Polices de caractères : la contrefaçon n’est pas caractérisée lorsque les éléments protégeables de l’œuvre ne sont que partiellement reproduits 

Le Tribunal judiciaire de Paris a reconnu le caractère original d’une police de caractères, mais a considéré qu’elle n’avait pas été contrefaite, faute de reprise substantielle de ses caractéristiques protégeables.

Un typographe avait créé une police de caractères (l’« Auteur ») commandée par un journal. 

Une agence concurrente avait réalisé une typographie ressemblante, qu’une société diffusait gratuitement, sous licence libre, dans le cadre de son service d’hébergement de polices.

Faisant valoir que cette typographie contrefaisait celle qu’il avait créée, l’Auteur a assigné l’agence et la société (ensemble les « Défendeurs ») devant le Tribunal judiciaire de Paris en contrefaçon de droits d’auteur et concurrence déloyale et parasitaire.

Dans un jugement du 31 mars 2023, le Tribunal judiciaire de Paris s’est prononcé sur le caractère original de la typographie et l’appréciation des actes illicites allégués.

Une combinaison de caractéristiques, bien que non inédites, peut établir l’originalité d’une police typographique

La protection d’une œuvre par le droit d’auteur est conditionnée à la démonstration, par son auteur, de son caractère original. 

En ce sens, l’œuvre objet des droits doit porter l’empreinte de la personnalité de son auteur qui se manifeste par des choix libres et arbitraires, et non dictés par des exigences purement techniques. 

Les Défendeurs opposaient l’absence d’originalité de la police de caractères de l’Auteur, estimant notamment que les choix de ce dernier ne résultaient que d’un cahier des charges exigeant une meilleure lisibilité et un gain d’espace.

Le Tribunal a relevé que la police, destinée à être utilisée dans la presse papier, était effectivement soumise à une exigence de lisibilité. Il a toutefois souligné que cette contrainte n’excluait pas toute création, puisqu’il était possible de travailler sur un nombre important de caractéristiques et de variantes.

Il a ainsi considéré que la typographie concernée était le résultat de différents choix non dictés par des exigences purement techniques. Pris isolément, ces choix n’étaient pas inédits, mais pris ensemble, leur combinaison produisait un « aspect particulier ».  

Dès lors, le Tribunal a jugé que cette combinaison reflétait l’empreinte de la personnalité de son auteur, et partant que la typographie était originale.

----------------

Consigne 1: Relevez chaque ligne des entrées ci-dessous où figure la chaîne « Target ». La casse compte.

Données fournies:
----------------

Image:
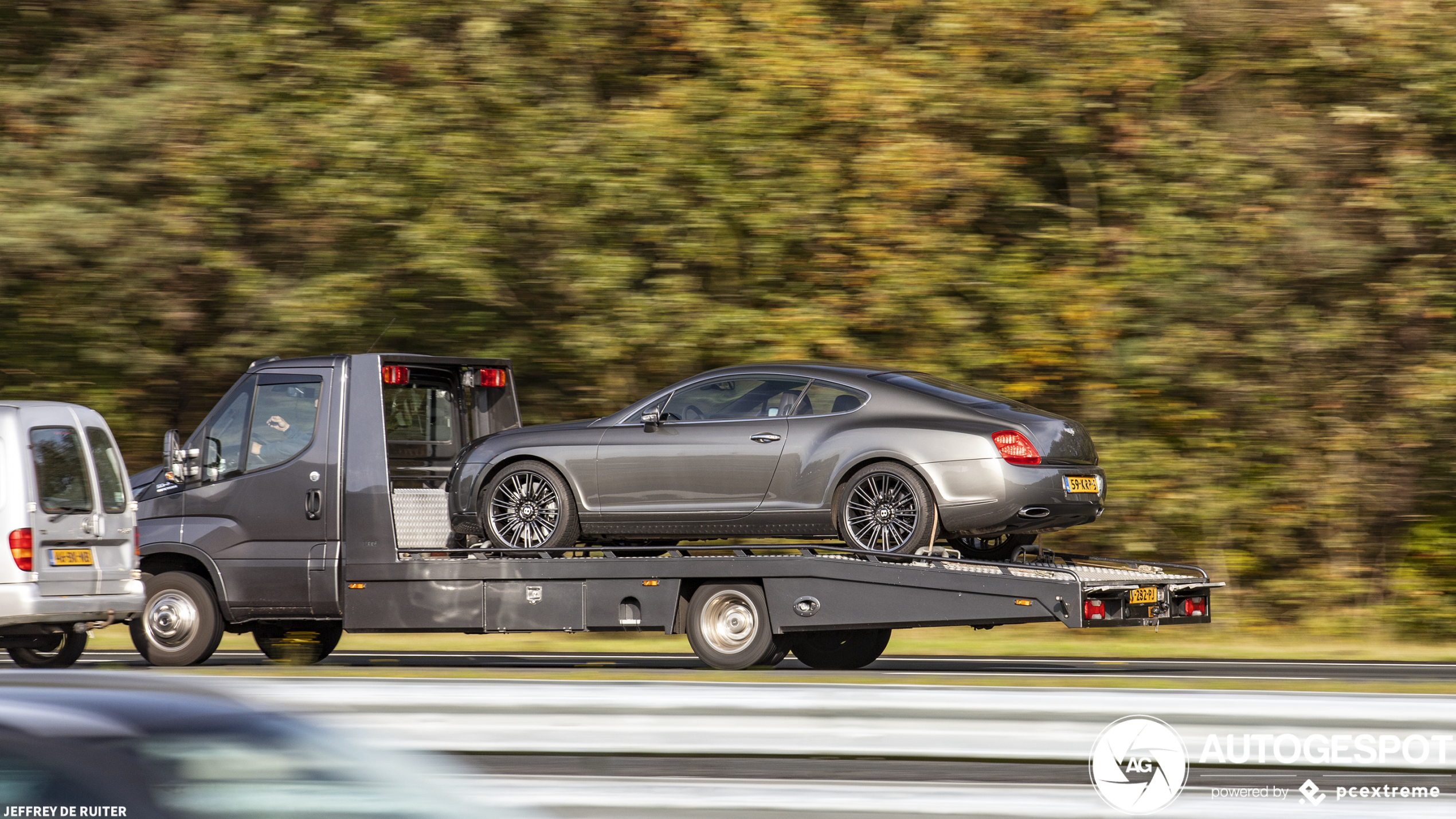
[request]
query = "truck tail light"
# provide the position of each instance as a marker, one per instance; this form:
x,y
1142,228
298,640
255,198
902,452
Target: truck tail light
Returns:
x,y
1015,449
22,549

----------------

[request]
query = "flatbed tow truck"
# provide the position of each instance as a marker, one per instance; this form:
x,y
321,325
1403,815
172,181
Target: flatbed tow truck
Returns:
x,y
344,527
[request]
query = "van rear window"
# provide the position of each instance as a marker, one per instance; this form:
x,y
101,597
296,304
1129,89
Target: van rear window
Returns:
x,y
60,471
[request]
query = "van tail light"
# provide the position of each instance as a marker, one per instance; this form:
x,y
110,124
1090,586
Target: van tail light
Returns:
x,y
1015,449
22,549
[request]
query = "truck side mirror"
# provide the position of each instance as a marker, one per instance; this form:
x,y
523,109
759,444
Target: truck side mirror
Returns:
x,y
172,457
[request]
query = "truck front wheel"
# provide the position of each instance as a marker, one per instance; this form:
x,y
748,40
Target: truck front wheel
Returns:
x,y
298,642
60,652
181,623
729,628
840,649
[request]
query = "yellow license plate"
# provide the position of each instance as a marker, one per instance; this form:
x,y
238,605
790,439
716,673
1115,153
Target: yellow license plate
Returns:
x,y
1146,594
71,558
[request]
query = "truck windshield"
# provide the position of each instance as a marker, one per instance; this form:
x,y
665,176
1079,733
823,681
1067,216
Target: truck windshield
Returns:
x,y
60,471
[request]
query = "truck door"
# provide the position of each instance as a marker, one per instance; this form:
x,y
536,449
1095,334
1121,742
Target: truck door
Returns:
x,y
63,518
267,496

----------------

Consigne 2:
Répondez à ces questions sur le texte consacré aux polices de caractères :
(a) À quelle date le Tribunal judiciaire de Paris a-t-il rendu son jugement ?
(b) Selon les Défendeurs, de quoi résultaient uniquement les choix de l'Auteur ?
(c) À quel usage la police de caractères était-elle destinée ?

Réponse 1:
Target: truck tail light
Target: flatbed tow truck
Target: van rear window
Target: van tail light
Target: truck side mirror
Target: truck front wheel
Target: yellow license plate
Target: truck windshield
Target: truck door

Réponse 2:
(a) Le 31 mars 2023.
(b) D'un cahier des charges exigeant une meilleure lisibilité et un gain d'espace.
(c) À être utilisée dans la presse papier.